_Written instruction 1_:
Decide whether each statement agrees with the forum thread below, answering yes or no and quoting the words of the thread that settle it: (a) The Hooded Claw was surprised to find Amish murder mysteries. (b) JRTomlin says they never read LGBT romance. (c) CoraBuhlert has read Amish romantic suspense.

_Reading passage_:
There is usually more plot and character development which equals more 'story.'

The fact that family/religion/spirituality is important to the character gives depth and meaning.

The writer is free to get a little literary and lyrical with the writing.


----------



## amygamet (Aug 26, 2012)

LOL, the buyers can't be Amish.  True!  Thanks for the laugh!


----------



## The Hooded Claw (Oct 12, 2009)

http://www.amazon.com/Perfect-Square-Shipshewana-Mystery-ebook/dp/B005PMZN3W/ref=pd_sim_kstore_19

Who'd have thunk it, there are Amish murder mysteries too!


----------



## JRTomlin (Jan 18, 2011)

CoraBuhlert said:


> I think it's the appeal of a completely different culture. Plus the 19th century lifestyle of the Amish may seem romantic to many. And Christian romance novels, many of which feature the Amish, are popular in general and not just among Christian readers, but also among those who don't like sex and cursing in their romances.
> 
> I've read one or two Amish books (not pure romance but Amish romantic suspense - yes, it exists) and what I liked about those books was the glimpse into a very different culture.


I'd wonder how true it is to the culture, though. I know the complete mince that romances make of anything Scottish and believe me I shudder. Is there any chance at all they'll do better with Amish? Like actually learn something about it? Or will they just base it on other romances and the movie Witness?

Edit: No, I don't hate romances, just hate books that are sloppy in research whatever the genre. Twist my arm _REALLY_ hard and I'll even admit that I occasionally read an LGBT romance.


----------



## CoraBuhlert (Aug 7, 2011)

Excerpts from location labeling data
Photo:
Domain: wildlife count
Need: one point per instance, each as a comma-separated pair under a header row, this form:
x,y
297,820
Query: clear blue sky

_Written instruction 2_:
Reproduce every line of the location labeling entries above with no changes.

_Full solution 1_:
(a) Yes: "Who'd have thunk it, there are Amish murder mysteries too!"
(b) No: "Twist my arm _REALLY_ hard and I'll even admit that I occasionally read an LGBT romance."
(c) Yes: "I've read one or two Amish books (not pure romance but Amish romantic suspense - yes, it exists)"

_Full solution 2_:
Photo:
Domain: wildlife count
Need: one point per instance, each as a comma-separated pair under a header row, this form:
x,y
297,820
Query: clear blue sky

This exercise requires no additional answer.